EXERCISE PROMPT:
Write out the material below as a numbered list, one line per entry, leaving out any blank lines.

SOURCE RECORDS:
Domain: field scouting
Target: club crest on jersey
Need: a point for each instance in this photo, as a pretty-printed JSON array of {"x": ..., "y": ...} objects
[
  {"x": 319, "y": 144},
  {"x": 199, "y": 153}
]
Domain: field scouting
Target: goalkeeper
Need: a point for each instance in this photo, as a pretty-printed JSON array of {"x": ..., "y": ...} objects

THE SOLUTION:
1. Domain: field scouting
2. Target: club crest on jersey
3. Need: a point for each instance in this photo, as a pretty-printed JSON array of {"x": ..., "y": ...} objects
4. [
5.   {"x": 319, "y": 144},
6.   {"x": 199, "y": 153}
7. ]
8. Domain: field scouting
9. Target: goalkeeper
10. Need: a point for each instance in this photo, as a pretty-printed JSON array of {"x": ..., "y": ...} objects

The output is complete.